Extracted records
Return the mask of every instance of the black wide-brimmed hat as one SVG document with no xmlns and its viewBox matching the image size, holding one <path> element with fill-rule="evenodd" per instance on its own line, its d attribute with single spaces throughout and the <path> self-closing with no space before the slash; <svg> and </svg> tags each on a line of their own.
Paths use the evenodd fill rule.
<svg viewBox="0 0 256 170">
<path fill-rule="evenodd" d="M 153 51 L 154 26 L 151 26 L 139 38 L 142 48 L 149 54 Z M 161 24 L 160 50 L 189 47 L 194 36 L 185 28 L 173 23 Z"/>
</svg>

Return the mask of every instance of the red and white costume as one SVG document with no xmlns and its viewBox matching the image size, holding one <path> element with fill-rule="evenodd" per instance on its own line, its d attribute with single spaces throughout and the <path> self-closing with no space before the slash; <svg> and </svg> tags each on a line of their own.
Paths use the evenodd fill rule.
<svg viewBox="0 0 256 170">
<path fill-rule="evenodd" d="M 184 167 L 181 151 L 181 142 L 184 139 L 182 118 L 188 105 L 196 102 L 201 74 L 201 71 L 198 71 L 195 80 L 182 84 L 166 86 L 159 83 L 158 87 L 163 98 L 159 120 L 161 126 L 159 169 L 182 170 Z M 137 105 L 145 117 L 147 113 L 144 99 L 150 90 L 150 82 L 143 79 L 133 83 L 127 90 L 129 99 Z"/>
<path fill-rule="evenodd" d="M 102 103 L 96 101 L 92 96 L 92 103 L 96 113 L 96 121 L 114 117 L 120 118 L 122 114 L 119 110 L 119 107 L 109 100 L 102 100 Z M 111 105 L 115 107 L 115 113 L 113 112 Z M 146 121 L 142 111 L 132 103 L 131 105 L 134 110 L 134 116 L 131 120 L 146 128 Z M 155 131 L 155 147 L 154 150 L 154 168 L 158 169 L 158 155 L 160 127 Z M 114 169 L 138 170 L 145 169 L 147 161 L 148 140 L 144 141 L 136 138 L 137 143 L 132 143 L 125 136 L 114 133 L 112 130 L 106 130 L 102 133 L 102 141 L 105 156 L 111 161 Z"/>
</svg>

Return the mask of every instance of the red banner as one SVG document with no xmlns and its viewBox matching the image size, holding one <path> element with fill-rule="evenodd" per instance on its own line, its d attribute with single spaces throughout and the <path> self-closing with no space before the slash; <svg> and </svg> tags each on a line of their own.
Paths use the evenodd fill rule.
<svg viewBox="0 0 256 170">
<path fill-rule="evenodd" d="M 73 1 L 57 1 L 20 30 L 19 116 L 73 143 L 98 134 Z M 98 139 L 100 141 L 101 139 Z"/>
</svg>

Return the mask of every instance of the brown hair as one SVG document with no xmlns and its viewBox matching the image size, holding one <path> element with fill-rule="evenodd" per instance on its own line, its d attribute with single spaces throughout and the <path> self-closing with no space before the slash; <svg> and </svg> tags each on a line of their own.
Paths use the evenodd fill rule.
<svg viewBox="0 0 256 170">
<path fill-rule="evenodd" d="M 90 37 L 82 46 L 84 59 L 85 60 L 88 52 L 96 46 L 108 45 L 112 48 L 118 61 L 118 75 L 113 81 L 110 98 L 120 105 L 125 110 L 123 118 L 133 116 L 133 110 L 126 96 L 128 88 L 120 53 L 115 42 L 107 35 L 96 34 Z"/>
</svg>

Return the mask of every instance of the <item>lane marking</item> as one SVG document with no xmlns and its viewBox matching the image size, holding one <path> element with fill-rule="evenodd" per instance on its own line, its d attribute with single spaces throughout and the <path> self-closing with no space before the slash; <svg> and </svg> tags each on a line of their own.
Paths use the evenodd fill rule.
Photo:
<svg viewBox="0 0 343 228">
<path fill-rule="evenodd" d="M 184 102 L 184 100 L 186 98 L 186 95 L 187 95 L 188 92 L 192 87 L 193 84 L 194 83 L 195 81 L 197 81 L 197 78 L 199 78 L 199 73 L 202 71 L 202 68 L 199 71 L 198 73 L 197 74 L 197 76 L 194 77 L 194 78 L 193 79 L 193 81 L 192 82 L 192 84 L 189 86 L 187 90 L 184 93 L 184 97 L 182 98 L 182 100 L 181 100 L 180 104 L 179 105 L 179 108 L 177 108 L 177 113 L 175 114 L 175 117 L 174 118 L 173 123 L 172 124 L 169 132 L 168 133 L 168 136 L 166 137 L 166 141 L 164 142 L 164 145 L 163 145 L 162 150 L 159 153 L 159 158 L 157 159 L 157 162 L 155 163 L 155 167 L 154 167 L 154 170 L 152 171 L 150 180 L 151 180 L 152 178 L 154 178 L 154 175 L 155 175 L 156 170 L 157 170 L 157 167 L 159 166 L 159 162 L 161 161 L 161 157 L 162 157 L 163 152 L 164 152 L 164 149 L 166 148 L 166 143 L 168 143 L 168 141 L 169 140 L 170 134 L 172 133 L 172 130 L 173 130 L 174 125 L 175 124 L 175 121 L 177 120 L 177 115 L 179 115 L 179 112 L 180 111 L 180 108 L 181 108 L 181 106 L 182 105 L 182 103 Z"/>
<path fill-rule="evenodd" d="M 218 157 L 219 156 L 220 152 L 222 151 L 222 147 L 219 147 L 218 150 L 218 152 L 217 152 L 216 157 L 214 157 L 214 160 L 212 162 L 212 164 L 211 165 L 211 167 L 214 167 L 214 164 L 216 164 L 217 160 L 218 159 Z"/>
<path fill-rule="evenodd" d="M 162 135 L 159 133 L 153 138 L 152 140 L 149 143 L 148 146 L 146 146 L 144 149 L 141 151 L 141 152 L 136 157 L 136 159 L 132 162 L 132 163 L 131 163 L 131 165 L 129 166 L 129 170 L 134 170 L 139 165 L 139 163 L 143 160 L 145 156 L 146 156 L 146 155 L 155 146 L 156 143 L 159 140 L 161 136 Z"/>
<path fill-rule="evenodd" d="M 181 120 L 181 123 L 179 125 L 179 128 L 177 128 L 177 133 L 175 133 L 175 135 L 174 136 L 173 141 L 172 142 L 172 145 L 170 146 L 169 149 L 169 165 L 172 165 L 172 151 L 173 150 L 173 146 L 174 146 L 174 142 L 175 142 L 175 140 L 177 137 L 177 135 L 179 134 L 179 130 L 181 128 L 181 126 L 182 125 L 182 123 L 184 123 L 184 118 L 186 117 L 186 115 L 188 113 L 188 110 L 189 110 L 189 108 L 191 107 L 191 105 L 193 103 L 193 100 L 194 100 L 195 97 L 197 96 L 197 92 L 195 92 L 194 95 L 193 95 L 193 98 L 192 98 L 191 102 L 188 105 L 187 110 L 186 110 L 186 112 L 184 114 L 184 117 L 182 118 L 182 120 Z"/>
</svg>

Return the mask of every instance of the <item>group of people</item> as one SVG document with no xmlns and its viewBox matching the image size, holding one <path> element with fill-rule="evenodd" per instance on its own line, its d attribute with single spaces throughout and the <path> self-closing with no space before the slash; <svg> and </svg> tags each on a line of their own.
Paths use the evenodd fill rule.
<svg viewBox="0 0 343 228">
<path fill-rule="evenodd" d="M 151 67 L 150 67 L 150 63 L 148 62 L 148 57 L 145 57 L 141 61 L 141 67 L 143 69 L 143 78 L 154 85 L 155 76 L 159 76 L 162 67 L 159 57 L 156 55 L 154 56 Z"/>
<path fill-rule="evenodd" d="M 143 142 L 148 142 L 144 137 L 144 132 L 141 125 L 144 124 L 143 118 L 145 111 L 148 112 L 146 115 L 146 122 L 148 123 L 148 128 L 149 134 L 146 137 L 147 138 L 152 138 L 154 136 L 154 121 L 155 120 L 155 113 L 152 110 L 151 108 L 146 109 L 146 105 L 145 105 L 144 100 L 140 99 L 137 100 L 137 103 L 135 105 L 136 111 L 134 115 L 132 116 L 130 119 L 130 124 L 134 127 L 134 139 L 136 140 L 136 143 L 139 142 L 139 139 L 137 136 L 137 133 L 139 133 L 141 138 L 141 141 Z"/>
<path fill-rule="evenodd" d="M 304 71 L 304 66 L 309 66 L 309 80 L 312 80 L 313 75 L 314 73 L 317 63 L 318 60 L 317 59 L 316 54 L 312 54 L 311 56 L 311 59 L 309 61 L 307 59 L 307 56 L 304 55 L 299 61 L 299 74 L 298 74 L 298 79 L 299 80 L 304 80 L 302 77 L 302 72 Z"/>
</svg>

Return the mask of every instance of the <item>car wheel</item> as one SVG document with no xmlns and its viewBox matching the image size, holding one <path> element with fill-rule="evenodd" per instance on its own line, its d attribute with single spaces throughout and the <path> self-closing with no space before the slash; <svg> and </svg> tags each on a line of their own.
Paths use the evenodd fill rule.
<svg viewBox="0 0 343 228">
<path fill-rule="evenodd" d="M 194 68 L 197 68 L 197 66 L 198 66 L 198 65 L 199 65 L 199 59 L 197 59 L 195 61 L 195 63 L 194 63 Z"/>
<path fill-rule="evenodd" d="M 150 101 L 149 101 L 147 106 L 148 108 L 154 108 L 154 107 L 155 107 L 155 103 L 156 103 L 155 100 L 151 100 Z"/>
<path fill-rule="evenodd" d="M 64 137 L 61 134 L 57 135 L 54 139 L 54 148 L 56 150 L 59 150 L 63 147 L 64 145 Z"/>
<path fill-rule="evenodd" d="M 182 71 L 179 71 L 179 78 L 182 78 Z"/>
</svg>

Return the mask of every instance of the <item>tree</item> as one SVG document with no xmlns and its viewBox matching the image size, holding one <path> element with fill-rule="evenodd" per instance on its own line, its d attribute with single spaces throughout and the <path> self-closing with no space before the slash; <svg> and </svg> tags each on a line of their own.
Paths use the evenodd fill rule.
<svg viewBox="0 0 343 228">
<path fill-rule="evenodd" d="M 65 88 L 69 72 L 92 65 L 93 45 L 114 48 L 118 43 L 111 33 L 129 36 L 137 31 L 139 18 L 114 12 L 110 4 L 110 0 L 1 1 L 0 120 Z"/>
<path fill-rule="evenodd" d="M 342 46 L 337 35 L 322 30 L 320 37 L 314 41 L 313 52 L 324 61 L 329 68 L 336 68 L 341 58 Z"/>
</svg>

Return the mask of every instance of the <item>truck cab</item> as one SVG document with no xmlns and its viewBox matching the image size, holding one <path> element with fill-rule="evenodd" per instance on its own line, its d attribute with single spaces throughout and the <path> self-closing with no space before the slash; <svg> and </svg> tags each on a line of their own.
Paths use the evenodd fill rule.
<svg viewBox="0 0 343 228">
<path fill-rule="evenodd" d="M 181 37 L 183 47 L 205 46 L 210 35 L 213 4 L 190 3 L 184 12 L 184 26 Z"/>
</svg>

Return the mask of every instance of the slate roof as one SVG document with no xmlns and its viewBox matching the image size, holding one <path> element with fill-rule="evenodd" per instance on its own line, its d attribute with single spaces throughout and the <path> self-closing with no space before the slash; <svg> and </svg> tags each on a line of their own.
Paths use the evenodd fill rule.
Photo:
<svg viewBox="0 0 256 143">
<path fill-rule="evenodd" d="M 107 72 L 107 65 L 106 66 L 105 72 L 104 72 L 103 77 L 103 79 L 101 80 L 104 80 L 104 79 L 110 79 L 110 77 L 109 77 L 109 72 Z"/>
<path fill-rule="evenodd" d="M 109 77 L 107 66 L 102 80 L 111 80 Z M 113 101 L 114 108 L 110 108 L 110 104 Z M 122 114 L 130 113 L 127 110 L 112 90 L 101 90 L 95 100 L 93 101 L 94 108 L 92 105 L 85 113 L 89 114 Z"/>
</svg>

#### SHORT PROBLEM:
Can you print everything from the line containing "Return the mask of every instance of the <item>truck" down to the end of the records, reproducing each line unchanged?

#### FULL RESPONSE:
Return the mask of every instance of the <item>truck cab</item> as one SVG document with no xmlns and its viewBox matching the image size, holding one <path> element with fill-rule="evenodd" per instance on its own line, its d attribute with single spaces throughout and the <path> self-closing with no space before the slash; <svg> and </svg> tags each on a line of their own.
Paths use the evenodd fill rule.
<svg viewBox="0 0 343 228">
<path fill-rule="evenodd" d="M 181 37 L 183 47 L 205 46 L 210 35 L 213 4 L 190 3 L 184 12 L 184 26 Z"/>
</svg>

Return the mask of every instance of the slate roof as one SVG document with no xmlns and its viewBox matching the image size, holding one <path> element with fill-rule="evenodd" per instance on its own line, its d attribute with single spaces throughout and the <path> self-closing with no space before the slash; <svg> and </svg> tags each on a line of their own.
Paths use the evenodd fill rule.
Photo:
<svg viewBox="0 0 256 143">
<path fill-rule="evenodd" d="M 107 72 L 107 65 L 106 66 L 105 72 L 104 72 L 103 77 L 103 79 L 101 80 L 104 80 L 104 79 L 110 79 L 110 77 L 109 77 L 109 72 Z"/>
<path fill-rule="evenodd" d="M 109 77 L 107 66 L 102 80 L 111 80 Z M 113 101 L 114 108 L 110 108 L 110 104 Z M 122 114 L 130 113 L 127 110 L 112 90 L 101 90 L 95 100 L 93 101 L 94 108 L 92 105 L 85 113 L 89 114 Z"/>
</svg>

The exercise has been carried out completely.